• _Trecho da página_
--*--
Já falei muito no bar da dona Almerinda, em Parati. Uma quase ilha espremida entre a mata e o morro e um marzão de se perder de vista. O nome das especialidades era escrito numa pedra enorme lambida pelo mar. Havia um puxado de bambu coberto de sapê, cadeiras e mesas toscas de madeira. Tudo embaixo de uma jaqueira centenária. Há um ano e meio não vínhamos aqui.
Aumentaram o telhado do bar e com isso tamparam a jaqueira, mas não de todo. Sobrou um galho com duas jacas que um holandês sentado no bar, tomando caipirinha, classifica de "durian", "jackfruit", durian?
O genro de Almerinda, gentil, colhe uma das frutas que está madura e nos oferece em travessa branca com os gomos mornos de sol. Pedimos gelo, jogamos por cima e oferecemos à mesa do holandês, que polidamente devolve o presente depois de provar um gomo muito a contragosto e oferecer a travessa aos amigos da própria mesa inúmeras vezes. Pode não ser um durian, mas cheira mal como um durian, é a conclusão dele.
Almerinda afinal aparece, lavadinha, cabelo molhado e diz que está cansada do dia anterior quando receberam para jantar, à luz do luar, 130 franceses.
Puseram as cadeiras de plástico à beira d'água, cobriram as mesas com folhas de bananeira, acenderam tochas. O menu, o menu fazia a própria Almerinda estourar de orgulho.
Fez salada tropical dentro de abacaxis escavados com maçãs e uvas, o próprio abacaxi e maionese. E mais salada de repolho com leite condensado, não, creme de leite, corrige-se ela. E os franceses não deixaram migalha!
No menu colorido, de todo dia, há pratos como o peixe encantado, arroz à grega, peixe, beterraba, cenoura, maioneses, batatas sautées e alcaparras. E mais a salada tropical.
--*--
• _Dados registrados_

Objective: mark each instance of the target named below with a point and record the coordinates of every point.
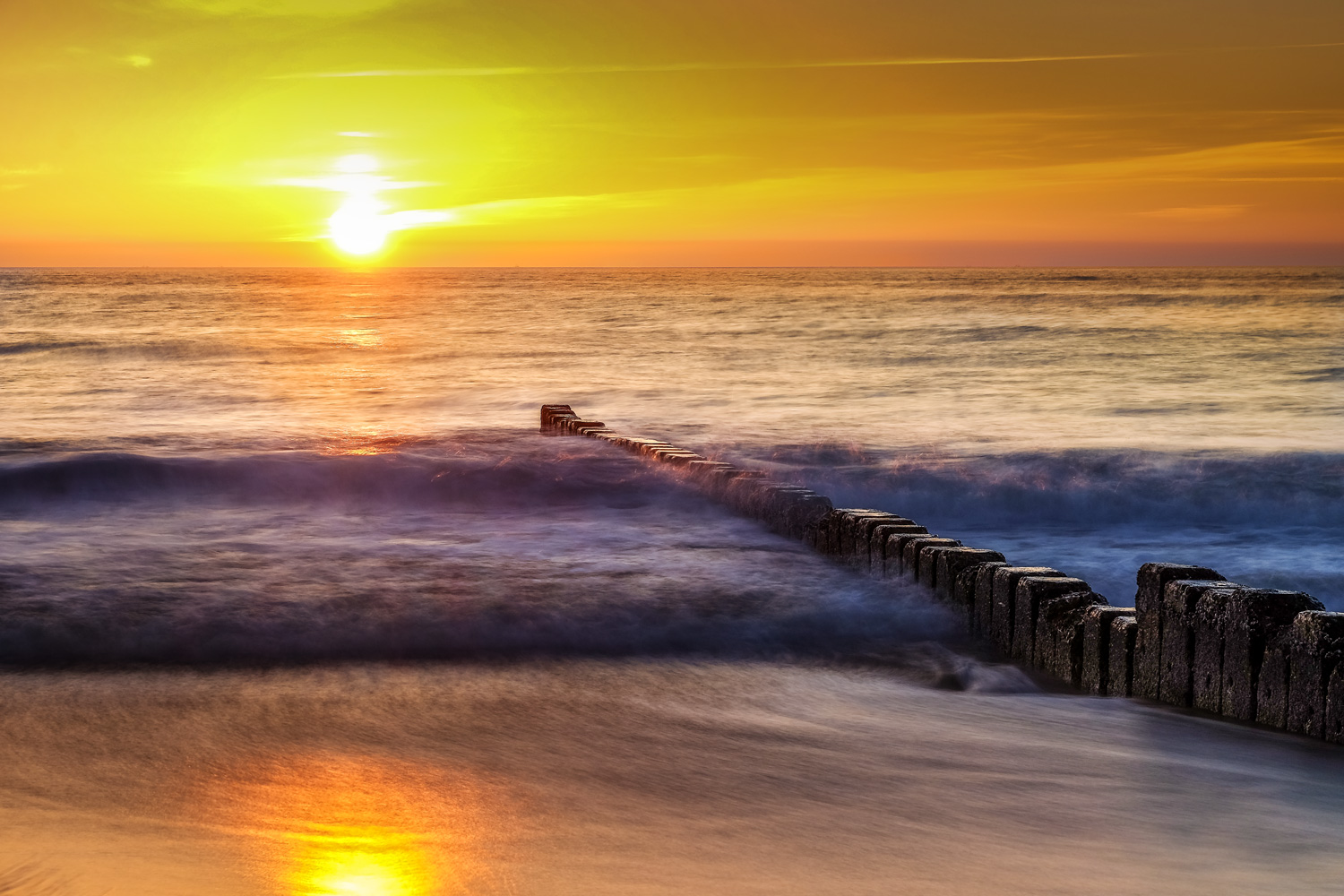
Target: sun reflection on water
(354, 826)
--*--
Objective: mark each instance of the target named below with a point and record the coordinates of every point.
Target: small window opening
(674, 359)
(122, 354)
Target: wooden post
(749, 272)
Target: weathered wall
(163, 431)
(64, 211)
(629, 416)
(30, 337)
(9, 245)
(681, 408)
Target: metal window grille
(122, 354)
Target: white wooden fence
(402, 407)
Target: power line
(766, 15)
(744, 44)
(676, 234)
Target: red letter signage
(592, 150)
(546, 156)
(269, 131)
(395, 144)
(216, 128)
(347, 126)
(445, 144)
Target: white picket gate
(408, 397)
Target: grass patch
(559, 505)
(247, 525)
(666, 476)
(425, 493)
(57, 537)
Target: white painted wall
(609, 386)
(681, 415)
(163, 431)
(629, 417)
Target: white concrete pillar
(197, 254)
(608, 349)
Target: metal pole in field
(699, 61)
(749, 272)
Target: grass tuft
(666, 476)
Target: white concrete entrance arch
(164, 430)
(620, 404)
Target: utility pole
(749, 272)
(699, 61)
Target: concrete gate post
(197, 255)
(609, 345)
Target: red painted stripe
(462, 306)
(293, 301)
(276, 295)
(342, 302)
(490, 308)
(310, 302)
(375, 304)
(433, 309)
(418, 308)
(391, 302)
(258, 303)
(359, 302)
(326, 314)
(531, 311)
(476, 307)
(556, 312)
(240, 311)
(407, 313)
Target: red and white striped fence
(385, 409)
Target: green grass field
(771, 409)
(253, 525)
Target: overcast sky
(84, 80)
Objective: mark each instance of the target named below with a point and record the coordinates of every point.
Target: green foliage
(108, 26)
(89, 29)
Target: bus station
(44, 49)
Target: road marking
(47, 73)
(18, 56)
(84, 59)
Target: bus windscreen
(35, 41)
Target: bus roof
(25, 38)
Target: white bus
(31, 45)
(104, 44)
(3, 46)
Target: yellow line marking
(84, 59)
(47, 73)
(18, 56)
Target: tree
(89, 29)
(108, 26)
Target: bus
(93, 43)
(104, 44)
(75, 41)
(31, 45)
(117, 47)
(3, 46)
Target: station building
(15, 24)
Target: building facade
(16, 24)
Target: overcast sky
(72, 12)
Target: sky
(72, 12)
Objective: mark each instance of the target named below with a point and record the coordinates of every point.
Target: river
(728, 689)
--*--
• _Tarefas_
- a) Segundo o trecho, quantos franceses Almerinda recebeu para jantar à luz do luar?
- b) Devolva, sem nenhuma alteração, a parte do trecho que vai de "No menu colorido, de" até "a salada tropical.".
Responda com base apenas no trecho.

• _Exercício resolvido_
- a) Ela recebeu 130 franceses.

- b)
No menu colorido, de todo dia, há pratos como o peixe encantado, arroz à grega, peixe, beterraba, cenoura, maioneses, batatas sautées e alcaparras. E mais a salada tropical.